Размер шрифта
-
+

Имя разлуки: Переписка Инны Лиснянской и Елены Макаровой - стр. 130

Радуюсь, что ты пьесу закончила, на каком языке? Я от тебя жду самых фантастических вариантов! Посмейся, ну, засмейся, моя хорошая. ‹…›

Я же все-таки в своем ежедневном болоте, окруженная горячими точками, – как теперь называются военные действия, – живу довольно сносно, тем более с твоей помощью – и душевной, и материальной. ‹…› В Красновидове мне гораздо хуже. Не только потому, что нет вокруг врачей, транспорта и телефона на даче. Сейчас у меня там не стало основательного угла. То в кухне ночевала, то у Семена в комнате, а в моей спала Валентина Григорьевна. И если я права, что ты знаешь меня не хуже своих пяти пальцев, то ясно: я могу писать именно только там, где ночую, перед сном курю, читаю, думаю и встаю иногда с готовым стишком. Так до 20 августа я 10 дней что-то шкрябала в лоджии. А потом стукнули холода, и мне пришлось скитаться по квартире. ‹…› Мне хорошо только там, где нет быта, и я могу думать. Пусть даже то, что я пишу, никому не нужно.

‹…› Почему-то все те, кому я писала письма, считают эти письма умными. А тебе я почему-то пишу маловразумительные, бесцветные письма. Как думаешь, почему? Мне-то кажется, м.б., потому, что мои письма тебе – беспримесная душа. А душу нельзя сделать ни умной, ни материализованной, ни яркой. Она вне формы, ощутимой формы. Солнышко мое, прости мне косноязычие, потому что оно объясняется бесплотностью души. Был только один случай в поэзии, когда плоть становилась душой, – это стихи Тарковского. ‹…›

8.10.1992

Доченька, солнышко мое! Получила твои письма, которые ты мне писала из средств передвижения и уже из дому. Как щедро – при твоей неустанной занятости – как всеобъемлюще! Спасибо, моя деточка, за то, что я для тебя тоже значу, видимо, многое, раз ты пишешь, что со мною у тебя есть потребность все вместе продумать и перечувствовать! До слез это мне дорого! Твои наблюдения о Швеции мне были в высшей степени интересны. В особенности про книги и газеты. Этого мне о Швеции никто не рассказывал, ведь многие ездят, но мало кто вглядывается в мир, не сопрягая его с собой. Еще одно – в первый раз: никогда никто не говорил о равноправности духовной городов, об отсутствии провинциальности.

Самое страшное – коммунистическая провинция. Это то, чему ты ищешь объясненья, когда пишешь о папе. Его жаль, ему трудно отвлечься от себя и однолинейной доктрины. Когда-то с трудом из этого милого человека я выбивала пыль большевизма, как из тяжелого, красивого персидского ковра. Теперь другая однолинейность совка – Бог и более ничего, да еще – здоровье, и это при огромной любви к детям, как к продолжению своего организма.

_ _ _ _

ЗАДАНИЯ К ВЫПОЛНЕНИЮ -
A - Выпишите из исходного текста фрагмент от слов «Доченька, солнышко мое!» до слов «об отсутствии провинциальности.» включительно.
B - Чьи стихи в исходном тексте названы единственным случаем в поэзии, когда плоть становилась душой?
Для работы используйте только исходный текст.

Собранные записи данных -
_ _ _ _

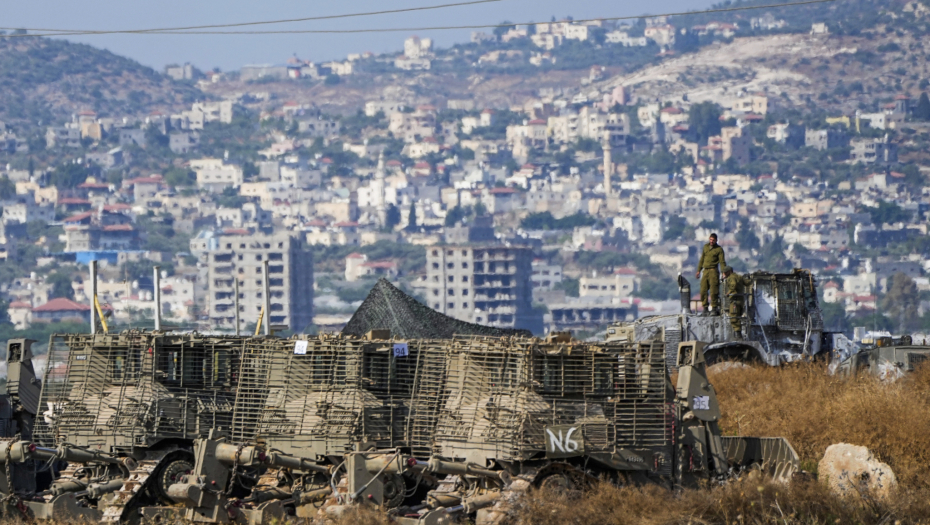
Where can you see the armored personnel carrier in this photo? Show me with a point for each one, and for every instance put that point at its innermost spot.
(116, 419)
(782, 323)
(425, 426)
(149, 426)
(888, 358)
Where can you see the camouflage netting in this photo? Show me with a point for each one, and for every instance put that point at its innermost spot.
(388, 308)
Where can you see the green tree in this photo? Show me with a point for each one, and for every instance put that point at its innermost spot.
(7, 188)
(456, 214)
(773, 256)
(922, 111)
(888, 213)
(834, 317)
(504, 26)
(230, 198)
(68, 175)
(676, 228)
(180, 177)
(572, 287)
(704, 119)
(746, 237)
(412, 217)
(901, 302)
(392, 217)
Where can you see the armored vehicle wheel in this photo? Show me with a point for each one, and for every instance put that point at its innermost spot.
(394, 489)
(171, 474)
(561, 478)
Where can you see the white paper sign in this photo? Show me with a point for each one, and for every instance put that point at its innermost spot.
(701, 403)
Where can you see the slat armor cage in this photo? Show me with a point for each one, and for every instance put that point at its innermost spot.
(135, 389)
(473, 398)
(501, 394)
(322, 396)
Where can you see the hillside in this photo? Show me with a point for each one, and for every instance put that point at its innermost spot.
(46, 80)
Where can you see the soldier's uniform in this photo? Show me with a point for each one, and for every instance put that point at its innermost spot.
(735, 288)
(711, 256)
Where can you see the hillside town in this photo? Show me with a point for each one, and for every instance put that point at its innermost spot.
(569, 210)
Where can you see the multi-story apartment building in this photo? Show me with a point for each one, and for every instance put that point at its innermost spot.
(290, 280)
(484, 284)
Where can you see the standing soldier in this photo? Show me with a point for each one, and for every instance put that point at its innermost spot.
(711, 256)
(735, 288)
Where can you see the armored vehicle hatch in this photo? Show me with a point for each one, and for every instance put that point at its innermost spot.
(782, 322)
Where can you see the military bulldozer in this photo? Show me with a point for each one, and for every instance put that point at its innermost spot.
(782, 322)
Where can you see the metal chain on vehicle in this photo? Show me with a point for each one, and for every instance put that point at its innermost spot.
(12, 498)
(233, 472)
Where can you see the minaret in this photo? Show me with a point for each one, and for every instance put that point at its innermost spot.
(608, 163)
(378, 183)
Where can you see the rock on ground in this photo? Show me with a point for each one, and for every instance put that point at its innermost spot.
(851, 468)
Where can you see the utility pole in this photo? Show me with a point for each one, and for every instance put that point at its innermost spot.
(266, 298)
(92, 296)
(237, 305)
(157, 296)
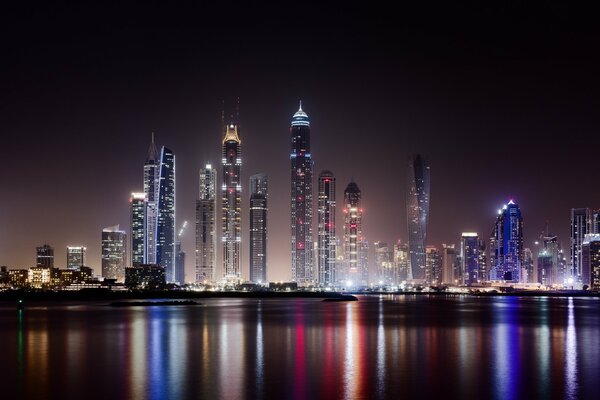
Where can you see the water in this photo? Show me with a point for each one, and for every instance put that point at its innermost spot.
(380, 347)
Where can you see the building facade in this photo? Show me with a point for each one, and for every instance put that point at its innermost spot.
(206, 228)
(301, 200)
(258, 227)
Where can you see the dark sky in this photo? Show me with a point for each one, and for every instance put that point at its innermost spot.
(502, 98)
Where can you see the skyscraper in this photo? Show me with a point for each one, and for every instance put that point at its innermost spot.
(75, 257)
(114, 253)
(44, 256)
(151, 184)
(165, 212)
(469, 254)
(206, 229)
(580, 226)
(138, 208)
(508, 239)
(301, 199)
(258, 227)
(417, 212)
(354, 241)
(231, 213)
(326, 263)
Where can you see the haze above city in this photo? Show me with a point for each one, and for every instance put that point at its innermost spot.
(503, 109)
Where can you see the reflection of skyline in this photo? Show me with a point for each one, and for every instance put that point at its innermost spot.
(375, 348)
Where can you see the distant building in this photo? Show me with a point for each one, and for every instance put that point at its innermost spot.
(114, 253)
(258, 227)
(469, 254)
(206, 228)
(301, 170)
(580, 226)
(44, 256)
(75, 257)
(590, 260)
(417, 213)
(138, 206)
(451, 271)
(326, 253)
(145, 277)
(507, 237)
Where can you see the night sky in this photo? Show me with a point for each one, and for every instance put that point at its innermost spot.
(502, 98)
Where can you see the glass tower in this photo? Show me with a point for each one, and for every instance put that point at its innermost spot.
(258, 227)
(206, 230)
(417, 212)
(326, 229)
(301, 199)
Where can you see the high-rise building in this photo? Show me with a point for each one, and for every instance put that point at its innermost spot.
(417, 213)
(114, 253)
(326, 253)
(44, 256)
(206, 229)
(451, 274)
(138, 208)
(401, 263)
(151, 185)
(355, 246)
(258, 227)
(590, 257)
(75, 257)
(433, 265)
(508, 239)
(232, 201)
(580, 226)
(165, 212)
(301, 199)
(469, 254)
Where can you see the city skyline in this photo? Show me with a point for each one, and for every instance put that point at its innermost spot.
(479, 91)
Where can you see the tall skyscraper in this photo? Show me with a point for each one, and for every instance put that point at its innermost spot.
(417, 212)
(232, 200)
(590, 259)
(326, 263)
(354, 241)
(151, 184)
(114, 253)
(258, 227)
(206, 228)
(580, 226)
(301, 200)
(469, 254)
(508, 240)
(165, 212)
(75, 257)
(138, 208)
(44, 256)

_ _ _ _

ГОТОВЫЕ ОТВЕТЫ -
A -
Доченька, солнышко мое! Получила твои письма, которые ты мне писала из средств передвижения и уже из дому. Как щедро – при твоей неустанной занятости – как всеобъемлюще! Спасибо, моя деточка, за то, что я для тебя тоже значу, видимо, многое, раз ты пишешь, что со мною у тебя есть потребность все вместе продумать и перечувствовать! До слез это мне дорого! Твои наблюдения о Швеции мне были в высшей степени интересны. В особенности про книги и газеты. Этого мне о Швеции никто не рассказывал, ведь многие ездят, но мало кто вглядывается в мир, не сопрягая его с собой. Еще одно – в первый раз: никогда никто не говорил о равноправности духовной городов, об отсутствии провинциальности.

B - Стихи Тарковского.